EXTRACT TO READ:
It’s so hard to choose! I love them all for different reasons. I love Sophie’s generosity and misguided energies, and Xavier’s fight against his personal demons. I have a sequel in the works involving them. I also adore the Gang of Five. I love how they went from angry to taking back their own stereotypes. I envision them in a musical like a bad boy band, popping out at intervals to speak their truths. When I told my agent, Jo about this, she said, “They’re like the Greek chorus.” She was so right! 

As readers might expect from the title, Loveboat, Taipei’s protagonist, Ever, explores not just her identity and questions about her future, but also the possibility of romance. What do you hope readers gain from Ever’s exploration of this side of herself and from the different possibilities she explores?
I want readers to see Asian Americans holistically. We are deeply human, and love and romance is an important part of our lives. Ever is smart and accomplished, but she is also flawed and lonely, and she craves love and connection as much as anyone.

Many of the male-identifying characters in Loveboat, Taipei struggle with expectations of masculinity. Why did you choose to explore this theme?
It always pains me to see anyone questioning their attractiveness because they don’t fit Western norms of beauty. I had to come through my own journey here with all the ways I don’t line up myself.

In many ways, Asian American males have it harder than Asian American females. Author David Yoon has spoken of how struck he and his author wife, Nicola Yoon, were when they found out Asian males and African American females are the least swiped on dating apps. These small social pressures can really shape how a person views and values themselves, especially if they don’t realize it’s not about them, but part of a larger social construct. Just because a guy doesn’t fit the typical masculine mold doesn’t mean he isn’t attractive.

EXTRACTED MATERIAL:
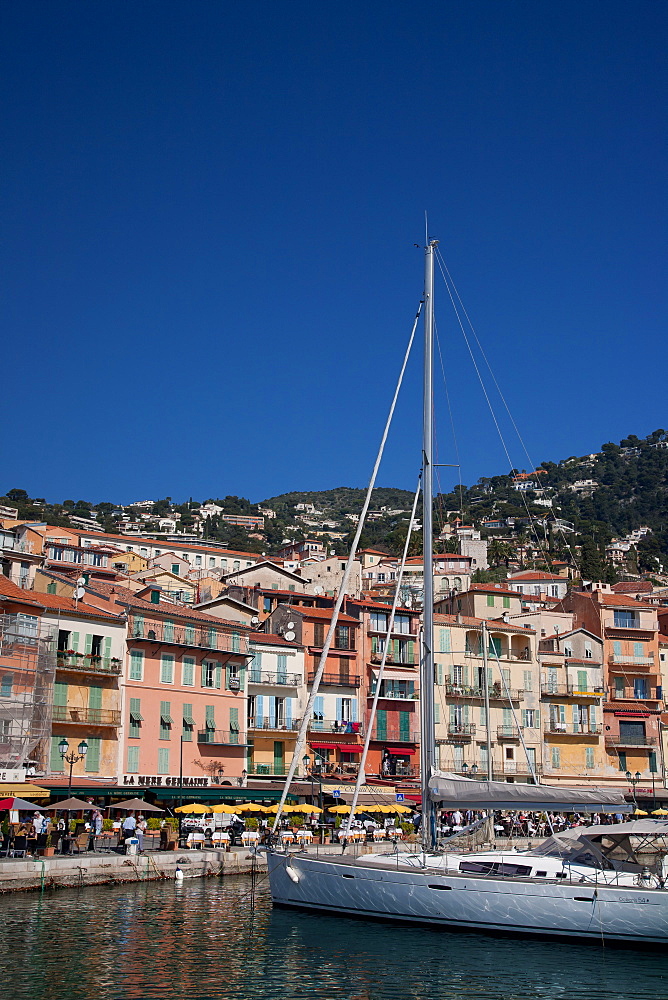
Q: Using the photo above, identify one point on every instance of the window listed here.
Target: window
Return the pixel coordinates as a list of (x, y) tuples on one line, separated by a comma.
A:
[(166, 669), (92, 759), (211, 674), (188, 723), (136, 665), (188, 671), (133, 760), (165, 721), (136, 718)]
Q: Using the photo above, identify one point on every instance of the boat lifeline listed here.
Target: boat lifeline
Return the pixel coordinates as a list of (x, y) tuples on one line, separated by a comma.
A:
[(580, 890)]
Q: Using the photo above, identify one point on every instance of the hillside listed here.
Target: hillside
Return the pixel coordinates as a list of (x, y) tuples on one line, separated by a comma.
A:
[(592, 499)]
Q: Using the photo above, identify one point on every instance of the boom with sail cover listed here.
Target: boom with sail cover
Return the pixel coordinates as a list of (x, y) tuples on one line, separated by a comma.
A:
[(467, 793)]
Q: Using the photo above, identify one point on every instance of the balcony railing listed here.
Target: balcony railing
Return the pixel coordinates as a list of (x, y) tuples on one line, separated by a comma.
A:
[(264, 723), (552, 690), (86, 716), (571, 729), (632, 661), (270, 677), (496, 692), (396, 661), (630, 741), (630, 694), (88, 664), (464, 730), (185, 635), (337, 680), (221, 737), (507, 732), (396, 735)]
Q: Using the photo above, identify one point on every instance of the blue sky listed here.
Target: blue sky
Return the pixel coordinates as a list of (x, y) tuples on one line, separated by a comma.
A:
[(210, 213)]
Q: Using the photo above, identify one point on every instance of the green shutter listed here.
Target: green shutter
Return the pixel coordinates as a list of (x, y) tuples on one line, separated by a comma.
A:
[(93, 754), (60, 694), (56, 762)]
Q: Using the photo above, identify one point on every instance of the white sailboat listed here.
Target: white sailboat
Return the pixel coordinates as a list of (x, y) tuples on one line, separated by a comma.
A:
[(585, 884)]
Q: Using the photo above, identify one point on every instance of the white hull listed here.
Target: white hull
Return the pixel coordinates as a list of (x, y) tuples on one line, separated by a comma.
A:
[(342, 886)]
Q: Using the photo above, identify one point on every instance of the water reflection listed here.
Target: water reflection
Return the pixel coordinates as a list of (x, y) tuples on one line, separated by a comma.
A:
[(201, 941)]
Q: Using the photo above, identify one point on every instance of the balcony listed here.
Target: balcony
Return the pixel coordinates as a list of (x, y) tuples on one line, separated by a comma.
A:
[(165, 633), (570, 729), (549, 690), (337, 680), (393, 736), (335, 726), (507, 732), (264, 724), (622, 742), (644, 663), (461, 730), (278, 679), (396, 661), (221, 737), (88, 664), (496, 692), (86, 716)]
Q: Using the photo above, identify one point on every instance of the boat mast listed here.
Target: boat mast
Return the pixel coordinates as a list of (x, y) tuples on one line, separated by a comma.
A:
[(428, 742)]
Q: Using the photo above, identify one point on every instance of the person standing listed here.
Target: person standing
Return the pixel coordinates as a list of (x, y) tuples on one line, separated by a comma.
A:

PROMPT 1:
Answer each question from the Loveboat, Taipei interview.
(a) Which two characters does the sequel in the works involve?
(b) What did the agent Jo say the Gang of Five are like?
(c) According to what David Yoon has said, which two groups are least swiped on dating apps?
PROMPT 2: Write what follows the last sentence of the Loveboat, Taipei interview, keeping the author's voice and topic.

WRITTEN REPLY 1:
(a) Sophie and Xavier.
(b) The Greek chorus.
(c) Asian males and African American females.

WRITTEN REPLY 2:
“I want readers to see Asian Americans holistically. We are deeply human, and love and romance is an important part of our lives.”

Loveboat, Taipei breaks down so many stereotypes about Asian Americans and the Asian American community so skillfully. Why was challenging these stereotypes important to you?
Stereotypes have real ramifications. Women who are expected to behave submissively can be mischaracterized as aggressive or out for themselves if they don’t, and that can really get in the way of their effectiveness running projects or taking on other leadership roles. Stereotypes prevent leaders from identifying great talent. They unfairly box people in. I work with many enlightened men and women in Silicon Valley, but as a society striving for true equality, we aren’t there yet.

I am especially passionate about broadening our conception of what leadership looks like. There are so many kinds of strengths. Ever has an eye for talent and calls it out. Sophie loves fashion and clothing and yes, she is boy crazy—and she also gets things done like no one else. Marc brings people together. They are all leaders in their own ways and it pays off when they give themselves permission to exercise those gifts.

For me, I had to make a choice whether to share my novel at work. I’ve always worked in a very male environment and I did make a deliberate choice to begin to share about my novel. One well-meaning woman privately ask me if letting people know I’d written a romance novel undercut my authority. I agreed it was a risk to share, but I also want to broaden what leadership looks like. If male leaders can rave about fantasy football and sports races, then I can talk about my forthcoming novel. And instead of undercutting my authority with men, I think it has done the opposite.

What was the most challenging part of writing Loveboat, Taipei? What was the most enjoyable?
Most challenging:

Early in my process, figuring out who was going on this journey. There were literally thousands of teens who could go on this trip. Who would be the main character? He or she would be changed by the experience—who needed to go on a trip like this?

I wasn’t sure. I wrote from several points of view until four characters began to emerge: Ever Wong from Ohio, who doesn’t know who she is. The Yale-bound prodigy Rick, who needs to blow off steam. Sophie who is looking for love and Xavier who is a player, but in all three cases, not for the obvious reasons.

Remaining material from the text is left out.